# [Problem to work on]
Rewrite the lines as a numbered list, starting with the line that contains "Find the chrome emblem;" and going on through the line that contains "pixel 102 45", and leave out any blank lines.
▼
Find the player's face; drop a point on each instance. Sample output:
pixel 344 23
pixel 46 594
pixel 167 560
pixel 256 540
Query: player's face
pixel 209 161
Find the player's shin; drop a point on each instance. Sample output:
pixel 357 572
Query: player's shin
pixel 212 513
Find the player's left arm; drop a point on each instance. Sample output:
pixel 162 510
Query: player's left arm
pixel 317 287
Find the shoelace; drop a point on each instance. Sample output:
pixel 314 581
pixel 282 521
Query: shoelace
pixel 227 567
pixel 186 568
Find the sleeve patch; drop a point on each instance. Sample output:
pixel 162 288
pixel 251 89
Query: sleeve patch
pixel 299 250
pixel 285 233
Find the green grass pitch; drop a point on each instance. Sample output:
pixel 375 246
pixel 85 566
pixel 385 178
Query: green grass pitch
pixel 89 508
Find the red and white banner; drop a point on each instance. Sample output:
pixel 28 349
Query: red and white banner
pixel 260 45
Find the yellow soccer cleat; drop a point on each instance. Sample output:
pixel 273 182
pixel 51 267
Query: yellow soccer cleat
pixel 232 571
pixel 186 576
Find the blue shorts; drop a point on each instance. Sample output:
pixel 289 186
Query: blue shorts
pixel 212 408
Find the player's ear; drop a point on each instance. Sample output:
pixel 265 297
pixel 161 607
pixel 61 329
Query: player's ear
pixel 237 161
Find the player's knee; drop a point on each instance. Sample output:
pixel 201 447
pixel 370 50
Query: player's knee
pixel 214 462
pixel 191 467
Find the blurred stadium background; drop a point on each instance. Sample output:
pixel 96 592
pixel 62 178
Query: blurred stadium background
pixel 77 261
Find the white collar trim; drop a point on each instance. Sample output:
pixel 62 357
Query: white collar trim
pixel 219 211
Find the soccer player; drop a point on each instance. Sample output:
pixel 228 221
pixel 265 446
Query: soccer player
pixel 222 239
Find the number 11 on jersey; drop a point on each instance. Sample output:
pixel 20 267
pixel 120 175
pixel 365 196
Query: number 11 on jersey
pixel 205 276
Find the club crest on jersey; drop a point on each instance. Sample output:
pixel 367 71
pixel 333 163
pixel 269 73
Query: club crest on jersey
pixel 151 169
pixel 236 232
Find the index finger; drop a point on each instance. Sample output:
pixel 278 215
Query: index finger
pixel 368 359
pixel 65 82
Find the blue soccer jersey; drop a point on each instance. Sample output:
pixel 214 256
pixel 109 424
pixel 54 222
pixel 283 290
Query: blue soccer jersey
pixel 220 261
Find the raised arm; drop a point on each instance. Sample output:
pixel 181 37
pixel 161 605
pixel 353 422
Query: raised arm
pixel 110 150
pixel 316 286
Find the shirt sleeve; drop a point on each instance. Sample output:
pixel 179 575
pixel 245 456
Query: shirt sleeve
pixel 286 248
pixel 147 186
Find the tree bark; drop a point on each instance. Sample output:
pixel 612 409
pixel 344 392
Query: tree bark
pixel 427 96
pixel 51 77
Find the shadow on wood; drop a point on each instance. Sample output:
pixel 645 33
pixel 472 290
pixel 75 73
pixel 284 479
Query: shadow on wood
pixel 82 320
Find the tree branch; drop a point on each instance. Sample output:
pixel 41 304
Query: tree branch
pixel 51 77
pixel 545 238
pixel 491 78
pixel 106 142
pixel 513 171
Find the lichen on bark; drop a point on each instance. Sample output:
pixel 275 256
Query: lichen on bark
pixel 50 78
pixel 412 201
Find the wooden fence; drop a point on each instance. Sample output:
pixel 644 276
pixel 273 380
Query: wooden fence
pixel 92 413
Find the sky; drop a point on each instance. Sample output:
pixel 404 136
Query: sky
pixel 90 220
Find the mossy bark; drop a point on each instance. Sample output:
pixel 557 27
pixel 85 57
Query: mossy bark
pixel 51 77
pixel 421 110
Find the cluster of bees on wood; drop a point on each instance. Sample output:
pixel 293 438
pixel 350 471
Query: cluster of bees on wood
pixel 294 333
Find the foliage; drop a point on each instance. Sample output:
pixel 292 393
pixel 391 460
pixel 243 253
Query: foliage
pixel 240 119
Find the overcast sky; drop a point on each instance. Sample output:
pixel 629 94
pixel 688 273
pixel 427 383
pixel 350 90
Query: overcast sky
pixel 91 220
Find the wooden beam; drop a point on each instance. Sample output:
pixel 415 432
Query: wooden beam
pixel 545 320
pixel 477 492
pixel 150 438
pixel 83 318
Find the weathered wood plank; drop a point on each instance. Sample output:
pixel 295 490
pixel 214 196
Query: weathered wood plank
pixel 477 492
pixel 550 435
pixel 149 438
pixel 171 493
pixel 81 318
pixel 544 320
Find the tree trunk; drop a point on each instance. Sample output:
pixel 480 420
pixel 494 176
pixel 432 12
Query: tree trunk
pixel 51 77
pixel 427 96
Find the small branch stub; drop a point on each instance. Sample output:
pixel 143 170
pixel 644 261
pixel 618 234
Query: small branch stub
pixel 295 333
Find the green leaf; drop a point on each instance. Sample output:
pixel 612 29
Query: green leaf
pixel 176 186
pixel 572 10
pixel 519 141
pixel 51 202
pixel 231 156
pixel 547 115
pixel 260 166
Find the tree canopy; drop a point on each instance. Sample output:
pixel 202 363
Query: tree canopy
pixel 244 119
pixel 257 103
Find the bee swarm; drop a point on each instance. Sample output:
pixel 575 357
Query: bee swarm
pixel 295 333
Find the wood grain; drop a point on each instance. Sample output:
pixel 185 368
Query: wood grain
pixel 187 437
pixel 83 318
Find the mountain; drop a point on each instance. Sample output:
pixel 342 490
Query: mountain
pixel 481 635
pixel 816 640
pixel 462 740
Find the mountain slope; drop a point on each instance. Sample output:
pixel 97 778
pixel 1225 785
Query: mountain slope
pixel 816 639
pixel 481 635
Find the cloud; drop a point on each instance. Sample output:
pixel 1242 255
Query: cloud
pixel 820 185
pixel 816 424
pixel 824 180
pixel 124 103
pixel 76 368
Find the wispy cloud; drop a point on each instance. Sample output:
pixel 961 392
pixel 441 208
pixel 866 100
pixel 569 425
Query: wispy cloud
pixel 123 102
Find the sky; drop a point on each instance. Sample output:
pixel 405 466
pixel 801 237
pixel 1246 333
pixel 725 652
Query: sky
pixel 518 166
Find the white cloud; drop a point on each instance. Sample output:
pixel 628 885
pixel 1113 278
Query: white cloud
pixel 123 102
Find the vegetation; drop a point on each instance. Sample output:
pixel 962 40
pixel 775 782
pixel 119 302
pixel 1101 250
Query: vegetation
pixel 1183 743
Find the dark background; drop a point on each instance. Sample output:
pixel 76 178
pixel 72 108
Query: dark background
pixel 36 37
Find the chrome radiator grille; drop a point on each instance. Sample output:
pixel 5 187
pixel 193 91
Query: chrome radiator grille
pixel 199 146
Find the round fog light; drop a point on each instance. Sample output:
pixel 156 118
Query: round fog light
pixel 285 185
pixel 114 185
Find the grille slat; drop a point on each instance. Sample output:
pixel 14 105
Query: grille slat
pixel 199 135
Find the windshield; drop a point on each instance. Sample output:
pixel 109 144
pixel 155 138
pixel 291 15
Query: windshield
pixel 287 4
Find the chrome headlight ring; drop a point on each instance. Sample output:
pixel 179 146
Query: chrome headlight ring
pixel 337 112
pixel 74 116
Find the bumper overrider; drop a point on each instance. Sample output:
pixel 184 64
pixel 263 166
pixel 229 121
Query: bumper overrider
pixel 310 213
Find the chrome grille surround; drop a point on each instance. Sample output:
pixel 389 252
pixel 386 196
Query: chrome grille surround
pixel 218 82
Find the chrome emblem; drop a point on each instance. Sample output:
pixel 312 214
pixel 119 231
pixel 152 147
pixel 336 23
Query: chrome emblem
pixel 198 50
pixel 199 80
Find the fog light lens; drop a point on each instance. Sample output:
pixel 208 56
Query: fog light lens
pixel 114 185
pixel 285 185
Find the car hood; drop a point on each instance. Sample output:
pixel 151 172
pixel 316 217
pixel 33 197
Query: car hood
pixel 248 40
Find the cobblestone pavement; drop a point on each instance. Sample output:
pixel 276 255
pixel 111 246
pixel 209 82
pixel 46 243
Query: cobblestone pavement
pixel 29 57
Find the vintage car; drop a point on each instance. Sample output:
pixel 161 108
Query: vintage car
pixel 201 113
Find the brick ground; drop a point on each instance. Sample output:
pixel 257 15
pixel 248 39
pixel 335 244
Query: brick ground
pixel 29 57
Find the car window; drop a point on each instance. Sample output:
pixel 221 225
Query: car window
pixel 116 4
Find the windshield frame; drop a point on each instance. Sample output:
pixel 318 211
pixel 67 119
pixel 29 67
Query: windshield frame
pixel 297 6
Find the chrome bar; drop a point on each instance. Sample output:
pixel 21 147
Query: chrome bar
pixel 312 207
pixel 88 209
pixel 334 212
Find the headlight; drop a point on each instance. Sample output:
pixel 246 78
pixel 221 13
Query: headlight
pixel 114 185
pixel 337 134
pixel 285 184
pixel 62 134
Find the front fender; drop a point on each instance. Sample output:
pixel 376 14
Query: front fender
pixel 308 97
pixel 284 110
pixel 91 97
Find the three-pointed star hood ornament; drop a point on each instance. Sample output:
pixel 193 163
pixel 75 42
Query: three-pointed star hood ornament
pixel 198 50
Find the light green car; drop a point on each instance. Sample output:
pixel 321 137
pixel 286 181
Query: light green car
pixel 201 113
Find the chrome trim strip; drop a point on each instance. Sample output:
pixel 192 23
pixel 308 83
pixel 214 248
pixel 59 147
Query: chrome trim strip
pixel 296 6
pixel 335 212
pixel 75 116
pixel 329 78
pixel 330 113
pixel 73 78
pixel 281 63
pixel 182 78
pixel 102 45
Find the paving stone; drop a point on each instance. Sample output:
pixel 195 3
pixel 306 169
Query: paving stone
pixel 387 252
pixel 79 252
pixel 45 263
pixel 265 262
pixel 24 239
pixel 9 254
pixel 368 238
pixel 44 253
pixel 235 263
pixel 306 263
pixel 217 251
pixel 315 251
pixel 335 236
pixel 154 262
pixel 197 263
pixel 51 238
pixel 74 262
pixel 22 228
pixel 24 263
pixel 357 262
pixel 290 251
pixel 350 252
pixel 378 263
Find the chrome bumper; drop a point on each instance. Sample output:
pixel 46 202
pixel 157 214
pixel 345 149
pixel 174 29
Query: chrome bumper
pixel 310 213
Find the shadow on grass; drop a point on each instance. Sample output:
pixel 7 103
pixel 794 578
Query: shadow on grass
▲
# [In response]
1. Find the chrome emblem; drop a point on each instance. Sample output:
2. pixel 312 214
3. pixel 119 231
4. pixel 152 147
5. pixel 336 23
6. Query: chrome emblem
7. pixel 198 50
8. pixel 199 80
9. Find the fog light lens; drop a point on each instance. Sample output:
10. pixel 208 56
11. Query: fog light lens
12. pixel 114 185
13. pixel 285 185
14. Find the car hood; drop a point on each instance. Sample output:
15. pixel 151 172
16. pixel 316 217
17. pixel 33 197
18. Query: car hood
19. pixel 248 40
20. Find the cobblestone pavement; drop a point on each instance. Sample output:
21. pixel 276 255
22. pixel 111 246
23. pixel 209 82
24. pixel 46 243
25. Query: cobblestone pavement
26. pixel 29 57
27. Find the vintage car; drop a point on each instance. Sample output:
28. pixel 161 108
29. Query: vintage car
30. pixel 201 113
31. Find the brick ground; drop a point on each instance. Sample output:
32. pixel 257 15
33. pixel 248 39
34. pixel 335 244
35. Query: brick ground
36. pixel 29 57
37. Find the car window; drop a point on each instance. Sample output:
38. pixel 221 225
39. Query: car window
40. pixel 116 4
41. Find the windshield frame; drop a point on each instance. Sample output:
42. pixel 318 211
43. pixel 67 119
44. pixel 29 67
45. Query: windshield frame
46. pixel 297 6
47. Find the chrome bar; drop a point on each instance. Sample output:
48. pixel 21 147
49. Query: chrome bar
50. pixel 312 207
51. pixel 88 209
52. pixel 334 212
53. Find the headlight; drop a point on each instance. Sample output:
54. pixel 246 78
55. pixel 221 13
56. Query: headlight
57. pixel 114 185
58. pixel 337 134
59. pixel 285 184
60. pixel 62 134
61. Find the front fender; drop a point on each instance. Sample output:
62. pixel 376 14
63. Query: front fender
64. pixel 308 97
65. pixel 284 110
66. pixel 91 97
67. Find the three-pointed star hood ornament; drop a point on each instance. Sample output:
68. pixel 193 163
69. pixel 75 42
70. Query: three-pointed star hood ornament
71. pixel 198 50
72. Find the light green car; drop a point on each instance. Sample output:
73. pixel 321 137
74. pixel 286 181
75. Query: light green car
76. pixel 201 113
77. Find the chrome trim strip; drop a point on each instance. Sample output:
78. pixel 192 23
79. pixel 308 83
80. pixel 214 248
81. pixel 59 147
82. Query: chrome trim strip
83. pixel 296 6
84. pixel 335 212
85. pixel 75 116
86. pixel 329 78
87. pixel 330 113
88. pixel 73 78
89. pixel 281 63
90. pixel 182 78
91. pixel 102 45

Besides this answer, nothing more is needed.